ASSIGNED TASK:
Write out the data exactly, please, and omit the pictures.

[Extracted data entries]
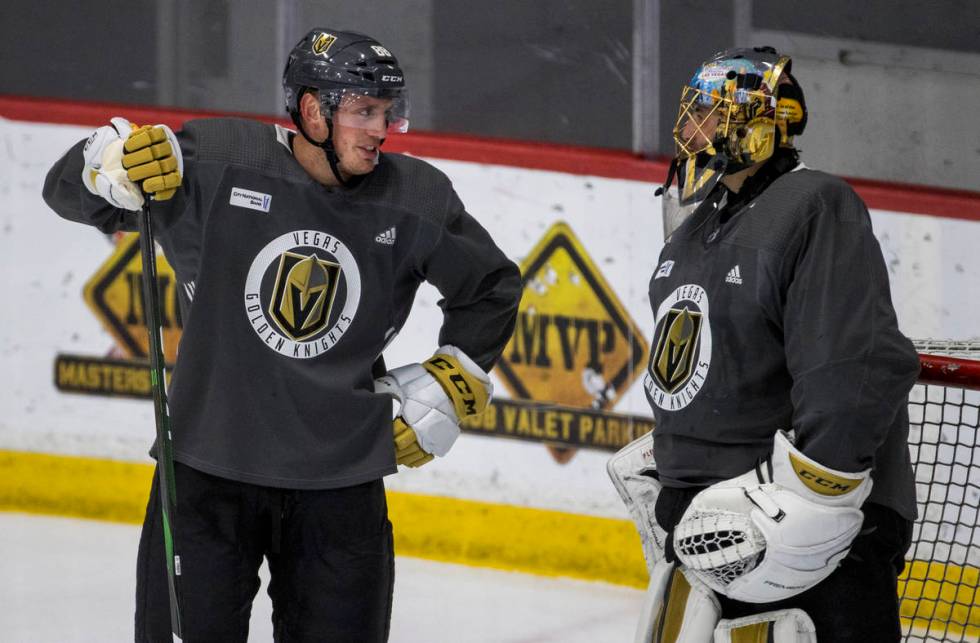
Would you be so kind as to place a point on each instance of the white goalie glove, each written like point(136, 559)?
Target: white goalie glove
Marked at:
point(434, 396)
point(775, 531)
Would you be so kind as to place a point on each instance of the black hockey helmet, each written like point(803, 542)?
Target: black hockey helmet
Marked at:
point(739, 107)
point(344, 66)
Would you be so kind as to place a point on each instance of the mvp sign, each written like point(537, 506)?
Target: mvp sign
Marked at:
point(115, 295)
point(574, 343)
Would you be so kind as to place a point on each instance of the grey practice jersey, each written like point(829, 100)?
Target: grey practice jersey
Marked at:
point(291, 291)
point(779, 318)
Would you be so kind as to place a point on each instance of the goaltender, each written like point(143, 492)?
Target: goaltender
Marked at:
point(781, 485)
point(298, 257)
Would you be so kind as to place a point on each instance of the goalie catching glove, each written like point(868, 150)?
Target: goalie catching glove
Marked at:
point(118, 156)
point(434, 397)
point(775, 531)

YOUR SOLUTION:
Would you be so kind as to place a point on each instance of the white goalie glove, each written like point(136, 559)?
Target: white goalie glove
Marked at:
point(434, 396)
point(775, 531)
Would you be so kind as to place a point on each instance of the black hockey helmet, each written like point(803, 542)?
Target: black hockey helmet
Marked at:
point(739, 107)
point(344, 66)
Would you be so kind as to place a point on each instance of the mvp sign, each written like point(537, 506)?
Target: mvp sign
Marked at:
point(115, 295)
point(574, 343)
Would you be so kind as to place a point on each instance of the grey practice jersey, each written like point(829, 100)?
Target: grey practice jersey
Marked at:
point(291, 291)
point(779, 318)
Would you be so kind as to place a point on each instance of the goaltender, each written like point(143, 492)?
Target: goaltender
Marked at:
point(781, 485)
point(298, 257)
Would you be so kind as to place a point on each instance of the goalie catching glove, each written like point(868, 150)?
Target: goalie catching glove
Marked at:
point(118, 156)
point(434, 397)
point(775, 531)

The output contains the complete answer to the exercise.